▶ Instructions for the task:
Pick out every line in the records below that contains the word "tarpaulin", and copy each of those lines unchanged.

▶ Records provided:
┄┄┄┄┄┄

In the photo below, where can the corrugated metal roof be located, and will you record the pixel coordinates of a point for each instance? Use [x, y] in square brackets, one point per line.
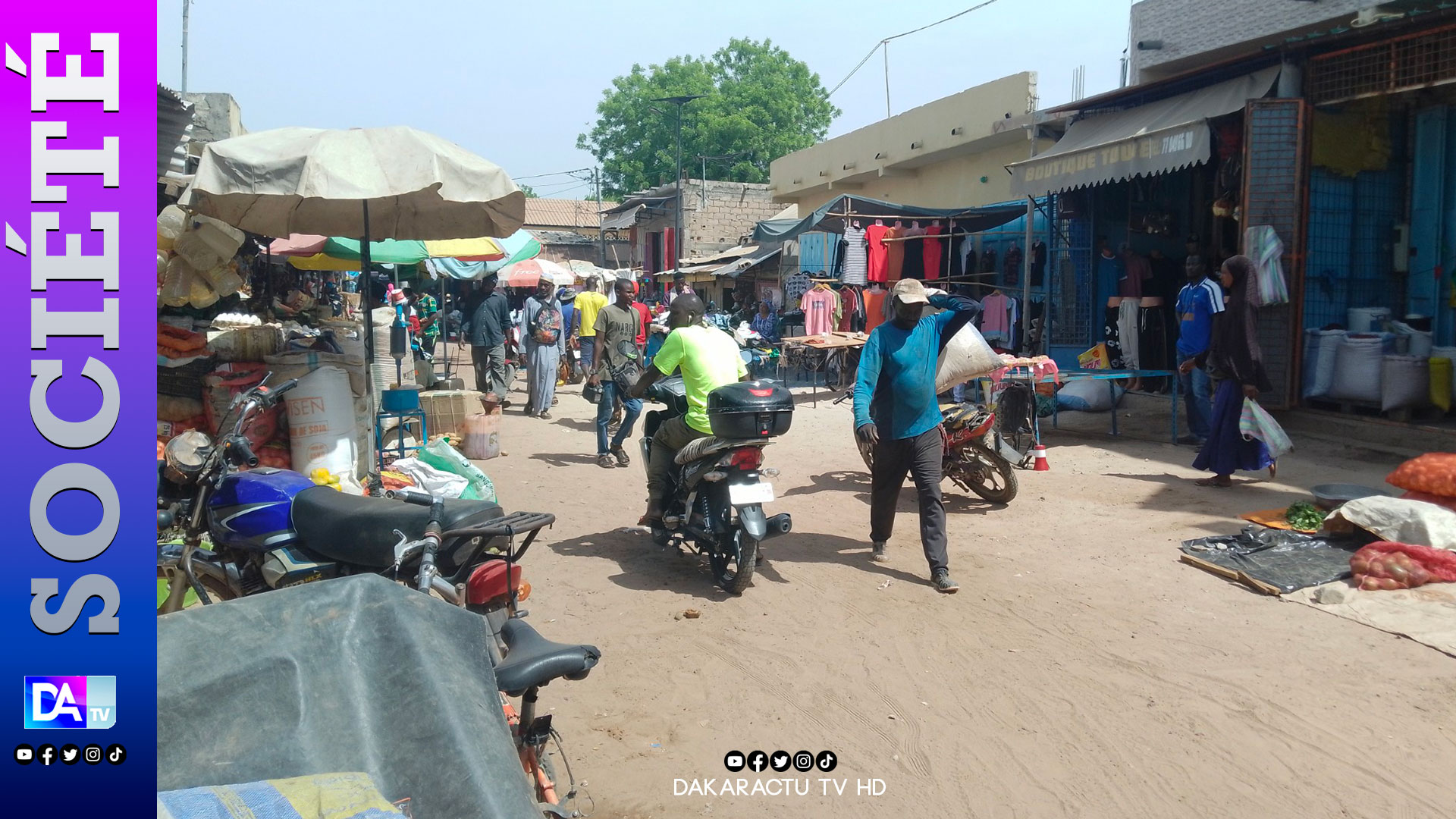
[563, 213]
[174, 131]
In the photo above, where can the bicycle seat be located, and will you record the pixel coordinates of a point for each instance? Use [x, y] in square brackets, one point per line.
[532, 661]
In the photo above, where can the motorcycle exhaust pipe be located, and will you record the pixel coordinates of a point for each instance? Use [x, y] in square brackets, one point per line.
[778, 525]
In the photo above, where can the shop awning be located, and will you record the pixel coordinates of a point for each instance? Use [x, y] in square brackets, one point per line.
[830, 218]
[622, 219]
[748, 261]
[1141, 142]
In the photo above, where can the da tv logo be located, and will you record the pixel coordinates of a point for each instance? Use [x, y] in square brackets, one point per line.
[71, 701]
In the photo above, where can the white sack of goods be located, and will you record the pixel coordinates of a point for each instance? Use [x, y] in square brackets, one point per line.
[965, 357]
[207, 242]
[322, 428]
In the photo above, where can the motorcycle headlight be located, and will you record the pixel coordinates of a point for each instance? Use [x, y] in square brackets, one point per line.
[185, 453]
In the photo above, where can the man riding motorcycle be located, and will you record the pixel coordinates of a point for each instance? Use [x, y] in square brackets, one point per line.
[708, 359]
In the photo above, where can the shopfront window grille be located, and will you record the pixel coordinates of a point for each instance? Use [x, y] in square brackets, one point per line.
[1405, 63]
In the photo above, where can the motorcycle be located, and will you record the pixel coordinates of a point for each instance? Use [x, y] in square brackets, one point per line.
[974, 455]
[267, 528]
[523, 659]
[715, 496]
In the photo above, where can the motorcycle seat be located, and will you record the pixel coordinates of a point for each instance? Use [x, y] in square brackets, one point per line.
[362, 529]
[698, 449]
[532, 661]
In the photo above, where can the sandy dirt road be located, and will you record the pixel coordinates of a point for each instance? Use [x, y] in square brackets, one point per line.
[1081, 670]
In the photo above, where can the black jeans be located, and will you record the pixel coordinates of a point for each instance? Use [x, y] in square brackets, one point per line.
[919, 457]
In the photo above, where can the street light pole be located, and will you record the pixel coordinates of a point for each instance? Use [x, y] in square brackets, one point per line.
[677, 184]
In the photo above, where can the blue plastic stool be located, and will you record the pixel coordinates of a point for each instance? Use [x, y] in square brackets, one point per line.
[405, 417]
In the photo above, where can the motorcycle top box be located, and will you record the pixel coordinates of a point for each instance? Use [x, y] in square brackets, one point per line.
[750, 410]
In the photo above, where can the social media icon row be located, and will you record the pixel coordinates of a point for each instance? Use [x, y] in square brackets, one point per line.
[781, 761]
[69, 754]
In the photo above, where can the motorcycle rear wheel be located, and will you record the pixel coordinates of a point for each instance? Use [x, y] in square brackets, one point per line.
[733, 570]
[986, 474]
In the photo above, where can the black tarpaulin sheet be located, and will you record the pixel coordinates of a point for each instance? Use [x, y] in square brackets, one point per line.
[356, 673]
[1286, 560]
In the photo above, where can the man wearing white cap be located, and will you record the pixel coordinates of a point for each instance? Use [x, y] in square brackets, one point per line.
[899, 414]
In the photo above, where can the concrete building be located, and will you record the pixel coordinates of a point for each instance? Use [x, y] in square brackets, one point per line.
[1171, 37]
[946, 153]
[715, 216]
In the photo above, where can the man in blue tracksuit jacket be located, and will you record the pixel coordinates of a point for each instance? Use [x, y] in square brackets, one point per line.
[899, 414]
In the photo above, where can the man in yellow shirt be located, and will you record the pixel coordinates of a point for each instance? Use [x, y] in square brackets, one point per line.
[588, 303]
[708, 359]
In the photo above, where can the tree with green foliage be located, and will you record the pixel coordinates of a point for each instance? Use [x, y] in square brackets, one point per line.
[761, 104]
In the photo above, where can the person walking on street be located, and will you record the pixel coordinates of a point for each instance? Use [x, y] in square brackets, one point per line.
[568, 325]
[1199, 302]
[588, 303]
[897, 413]
[545, 344]
[708, 359]
[488, 325]
[1237, 368]
[619, 366]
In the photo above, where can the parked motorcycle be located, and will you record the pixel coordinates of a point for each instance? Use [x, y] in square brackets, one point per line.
[717, 493]
[974, 455]
[270, 528]
[523, 659]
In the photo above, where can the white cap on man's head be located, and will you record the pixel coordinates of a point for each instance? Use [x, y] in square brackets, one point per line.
[910, 292]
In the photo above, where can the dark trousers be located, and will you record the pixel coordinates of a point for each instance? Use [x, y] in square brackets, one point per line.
[919, 457]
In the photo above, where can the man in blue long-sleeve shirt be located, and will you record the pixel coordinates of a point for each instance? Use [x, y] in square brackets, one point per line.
[899, 414]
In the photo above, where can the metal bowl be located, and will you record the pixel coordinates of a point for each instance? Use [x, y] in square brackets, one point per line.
[1334, 496]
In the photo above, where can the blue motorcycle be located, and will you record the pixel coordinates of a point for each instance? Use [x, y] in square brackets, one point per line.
[229, 529]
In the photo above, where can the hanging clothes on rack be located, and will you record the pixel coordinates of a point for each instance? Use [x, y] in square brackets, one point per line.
[819, 309]
[877, 251]
[934, 251]
[915, 253]
[875, 299]
[856, 264]
[1011, 265]
[998, 319]
[894, 254]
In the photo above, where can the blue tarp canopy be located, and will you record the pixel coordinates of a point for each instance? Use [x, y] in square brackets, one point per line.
[830, 218]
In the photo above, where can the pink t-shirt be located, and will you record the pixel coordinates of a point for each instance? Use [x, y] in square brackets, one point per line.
[819, 312]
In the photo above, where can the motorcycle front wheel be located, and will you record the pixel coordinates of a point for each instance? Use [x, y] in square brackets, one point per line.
[734, 563]
[984, 474]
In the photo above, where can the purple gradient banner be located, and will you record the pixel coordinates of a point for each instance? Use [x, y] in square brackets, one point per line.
[79, 267]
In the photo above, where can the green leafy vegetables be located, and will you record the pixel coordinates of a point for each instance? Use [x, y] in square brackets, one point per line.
[1305, 516]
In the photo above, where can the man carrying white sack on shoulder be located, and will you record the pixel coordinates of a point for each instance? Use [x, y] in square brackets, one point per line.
[899, 414]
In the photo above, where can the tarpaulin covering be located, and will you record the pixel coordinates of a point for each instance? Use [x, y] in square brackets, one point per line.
[356, 673]
[1286, 560]
[1139, 142]
[971, 219]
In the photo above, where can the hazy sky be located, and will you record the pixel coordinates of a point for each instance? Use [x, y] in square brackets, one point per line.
[516, 82]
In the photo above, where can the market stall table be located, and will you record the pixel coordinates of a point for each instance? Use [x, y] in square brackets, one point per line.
[832, 344]
[1111, 378]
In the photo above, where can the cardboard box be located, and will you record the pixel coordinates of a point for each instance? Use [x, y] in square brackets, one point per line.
[447, 410]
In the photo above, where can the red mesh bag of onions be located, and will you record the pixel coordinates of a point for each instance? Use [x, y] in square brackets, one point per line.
[1401, 566]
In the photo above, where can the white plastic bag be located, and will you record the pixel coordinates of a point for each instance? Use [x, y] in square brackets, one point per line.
[431, 480]
[965, 357]
[1257, 425]
[441, 455]
[321, 426]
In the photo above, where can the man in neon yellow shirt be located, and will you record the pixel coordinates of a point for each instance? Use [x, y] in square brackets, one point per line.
[588, 303]
[708, 359]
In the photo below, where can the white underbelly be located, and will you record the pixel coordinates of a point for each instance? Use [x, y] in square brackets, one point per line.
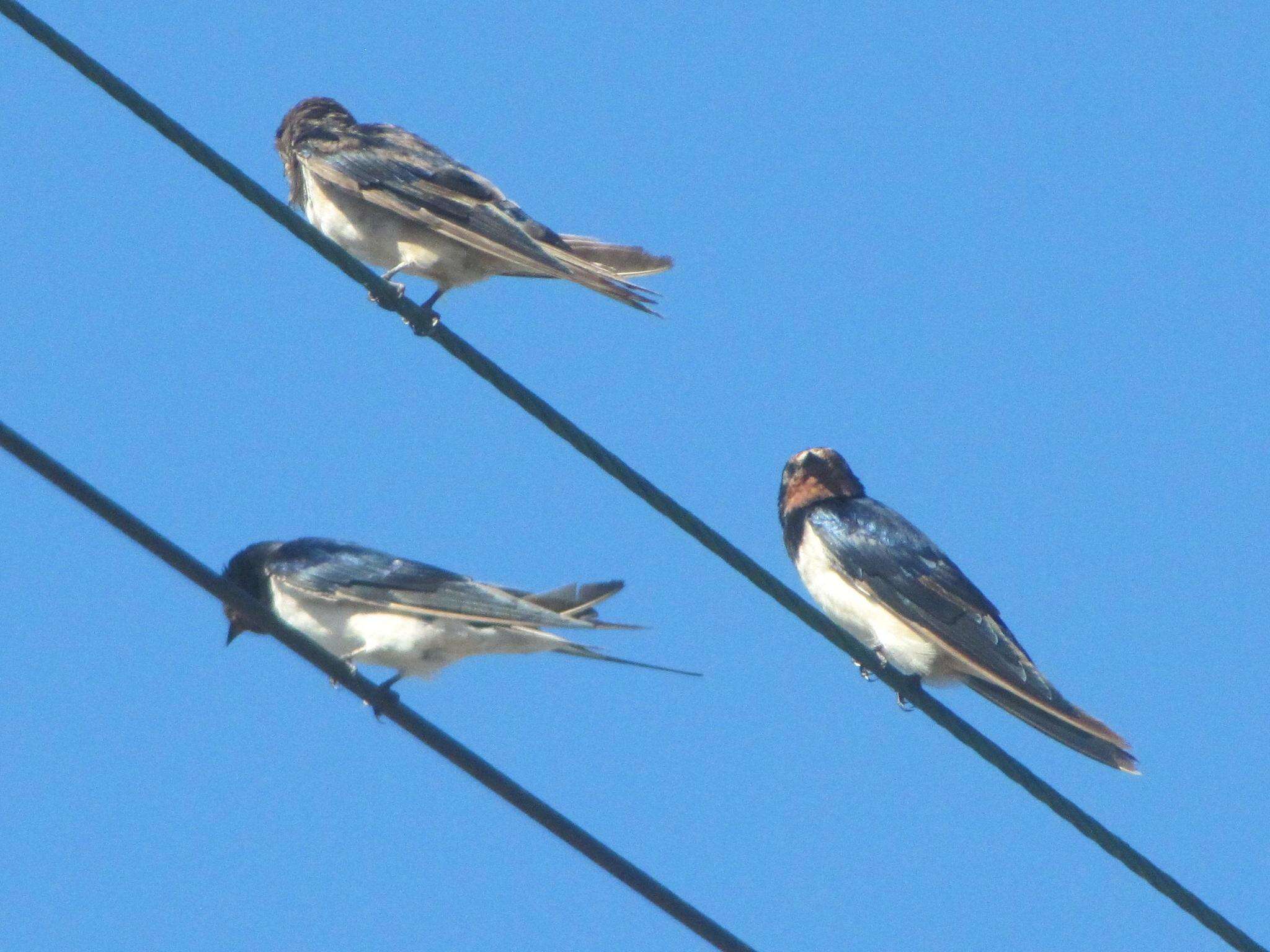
[905, 646]
[409, 644]
[385, 239]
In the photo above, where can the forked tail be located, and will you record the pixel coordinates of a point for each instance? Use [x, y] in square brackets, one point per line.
[1077, 730]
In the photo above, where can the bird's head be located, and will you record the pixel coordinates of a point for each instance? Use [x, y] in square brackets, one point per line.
[813, 477]
[248, 571]
[314, 118]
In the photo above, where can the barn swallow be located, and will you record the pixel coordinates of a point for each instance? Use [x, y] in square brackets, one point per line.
[371, 607]
[884, 582]
[398, 202]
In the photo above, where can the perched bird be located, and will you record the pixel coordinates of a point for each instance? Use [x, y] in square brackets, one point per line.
[371, 607]
[884, 582]
[399, 202]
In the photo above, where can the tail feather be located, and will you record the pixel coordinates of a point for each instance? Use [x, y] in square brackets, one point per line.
[574, 599]
[621, 260]
[1095, 739]
[584, 651]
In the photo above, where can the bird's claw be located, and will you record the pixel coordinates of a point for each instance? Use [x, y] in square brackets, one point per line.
[383, 696]
[905, 703]
[389, 300]
[424, 324]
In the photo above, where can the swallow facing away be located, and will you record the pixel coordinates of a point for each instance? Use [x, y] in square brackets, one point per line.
[371, 607]
[884, 582]
[398, 202]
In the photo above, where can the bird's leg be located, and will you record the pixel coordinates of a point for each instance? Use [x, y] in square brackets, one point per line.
[905, 703]
[869, 673]
[349, 659]
[384, 694]
[398, 287]
[425, 327]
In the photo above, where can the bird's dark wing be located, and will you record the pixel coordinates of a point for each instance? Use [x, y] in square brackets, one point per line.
[894, 562]
[404, 174]
[346, 573]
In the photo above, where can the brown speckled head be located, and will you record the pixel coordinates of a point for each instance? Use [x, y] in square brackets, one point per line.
[315, 118]
[815, 475]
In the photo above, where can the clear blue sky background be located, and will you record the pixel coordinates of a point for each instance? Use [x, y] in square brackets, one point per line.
[1011, 263]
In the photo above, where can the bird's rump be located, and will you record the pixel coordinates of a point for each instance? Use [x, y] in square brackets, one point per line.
[404, 174]
[901, 566]
[352, 574]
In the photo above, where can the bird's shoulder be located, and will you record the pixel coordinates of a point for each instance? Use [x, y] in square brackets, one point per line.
[876, 544]
[380, 155]
[327, 565]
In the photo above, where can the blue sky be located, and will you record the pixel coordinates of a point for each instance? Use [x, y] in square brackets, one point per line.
[1011, 263]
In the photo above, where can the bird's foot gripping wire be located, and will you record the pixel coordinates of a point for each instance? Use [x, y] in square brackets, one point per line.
[384, 696]
[389, 299]
[905, 703]
[352, 667]
[424, 324]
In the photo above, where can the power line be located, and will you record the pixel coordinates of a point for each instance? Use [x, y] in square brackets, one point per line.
[386, 703]
[586, 444]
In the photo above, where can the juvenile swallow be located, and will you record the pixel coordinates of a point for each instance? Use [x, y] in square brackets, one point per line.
[398, 202]
[374, 609]
[884, 582]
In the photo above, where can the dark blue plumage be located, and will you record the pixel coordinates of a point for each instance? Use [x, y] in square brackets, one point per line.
[371, 607]
[888, 584]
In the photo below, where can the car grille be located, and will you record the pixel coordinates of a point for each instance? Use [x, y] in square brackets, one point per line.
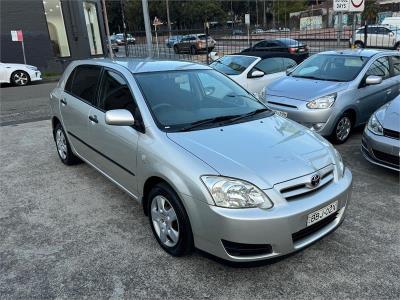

┄┄┄┄┄┄

▶ Solution to this task:
In the photo above, where can the black tarpaulin sheet be located, and will you record the pixel coordinates of a point for each instance? Use [x, y] in square brackets, one point per line.
In the photo above, where can the tarpaulin covering be located, and will you record the pixel coordinates of a point for each instance? Use [x, y] in square brackets, one point per line.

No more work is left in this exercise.